+++ EXTRAIT

L’intensification urbaine : mal-aimée ou désirée ?

Jeudi 19 décembre 2024

Mathilde Vignau, Brice Barois, Leïly Hassaine-Bau, Raphaële Peres, Vincent Fouchier, Cindy Guilleux-Conessa et Olivier Sana

p. 26-33

Citer cet article

Référence électronique

Vignau, M., Barois, B., Hassaine-Bau, L., Peres, R., Fouchier, V., Guilleux-Conessa, C., & Sana, O. (2025). L’intensification urbaine : mal-aimée ou désirée ? L'intensification urbaine. Synthèse du cycle de conférences 2024 (p. 26-33). Mis en ligne le 25 juillet 2025, Cahiers ESPI2R, consulté le 01 août 2025. URL : https://www.cahiers-espi2r.fr/1851

Intitulée « L’intensification urbaine : mal-aimée ou désirée ? », la dernière conférence a réuni trois intervenants issus des sphères académique et institutionnelle et a permis de mettre au centre des discussions l’incontournable question de la désirabilité, par les habitants et les usagers, des villes denses et intenses.

L’intensification urbaine au prisme de la désirabilité des habitants

Catherine Sabbah, déléguée générale du réseau de l’Institut des hautes études pour l’action dans le logement (IDHEAL), a d’abord mené une introduction sur la question des logements dans les grands ensembles et de la densité qui leur est souvent associée de manière péjorative. Puis elle explique qu’il existe en réalité plusieurs manières d’aborder les sujets de densité et d’intensification urbaine. Selon elle, ces thématiques sont fortement corrélées à des ressentis et à des perceptions individuelles. Si les grands ensembles ont généralement mauvaise presse et s’inscrivent comme des cas de densité urbaine rejetée, ils sont souvent bien moins denses (en termes d’habitants ou de m² à l’hectare) que certains quartiers urbains qui ont pourtant une bien meilleure réputation. Pour illustrer son propos, Catherine Sabbah convoque notamment l’exemple du quartier de Saint-Germain-des-Prés à Paris, particulièrement dense certes, mais aussi particulièrement apprécié des habitants et des touristes.

L’intensification urbaine : mal-aimée ou désirée ?

Elle présente ensuite les principales caractéristiques prises en compte dans le cadre de l’étude #DÉSIR – Densité Éprouvée Souhaitée Imaginée Redoutée (2023)1. Cette démarche considère à la fois : des données chiffrées (m² bâtis à l’hectare ou nombre d’habitants à l’hectare), des formes urbaines (grands ensembles collectifs ou pavillonnaire serré), des ambiances urbaines (cadre sonore, densité de population, intensité ressentie), des enjeux politiques (conséquences de la construction sur les élections et confrontation de l’hypothèse selon laquelle « un maire bâtisseur est un maire battu ») ainsi que des données analysant les ressentis des usagers sur la densité acceptable, désirable ou accessible. D’après l’inter­venante, il est essentiel d’opérer une distinction entre ces différentes notions. Il est en outre fondamental de poser en priorité la question de la densité acceptable qui permet de dépasser les enjeux de rentabilité économique souvent recherchés par les constructeurs et les opérateurs immobiliers. Or une telle approche fait généralement l’impasse sur la qualité intrinsèque des logements. Catherine Sabbah et ses collègues ont démontré que « la densité et la standardisation avaient beaucoup œuvré pour la mauvaise qualité du logement au cours des 20 ou 30 dernières années ». Ces éléments ont pu participer du rejet généralisé de la densité qui se répercute, en France, sur les projets de constructions neuves contre lesquels les habitants ont tendance à s’opposer systématiquement par le biais de recours. Elle parle ainsi « d’une opposition au fait d’avoir des voisins qui pose un certain nombre de questions sur le vivre-ensemble et la permanence du contrat social ».

++++++

§ **CONSIGNE DONNÉE 1**
Dans le texte sur l'intensification urbaine, quel quartier parisien Catherine Sabbah prend-elle pour exemple d'un lieu très dense mais apprécié ?
§ **CONSIGNE DONNÉE 2**
Traduisez en anglais cette phrase du texte sur l'intensification urbaine : « Selon elle, ces thématiques sont fortement corrélées à des ressentis et à des perceptions individuelles. »
§ **CONSIGNE DONNÉE 3**
Donnez la suite du texte sur l'intensification urbaine, à partir de sa dernière phrase.

+++ DONNÉES FOURNIES

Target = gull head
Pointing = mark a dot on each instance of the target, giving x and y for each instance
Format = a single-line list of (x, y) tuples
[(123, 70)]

++++++

§ **RÉSULTAT DE L'EXERCICE 1**
Le quartier de Saint-Germain-des-Prés.

§ **RÉSULTAT DE L'EXERCICE 2**
According to her, these topics are strongly correlated with individual feelings and perceptions.

§ **RÉSULTAT DE L'EXERCICE 3**
Finalement, pour Catherine Sabbah, la densité doit nécessairement être accessible pour être acceptable, et certains acteurs (aménageurs, urbanistes…) peuvent agir en ce sens. En outre, le fait d’informer les habitants (notamment en les intégrant davantage à la coconstruction des principaux documents d’urbanisme) et de favoriser un aménagement du territoire profitable aux populations déjà présentes sur les périmètres concernés pourrait favoriser une plus grande acceptabilité de la densité urbaine.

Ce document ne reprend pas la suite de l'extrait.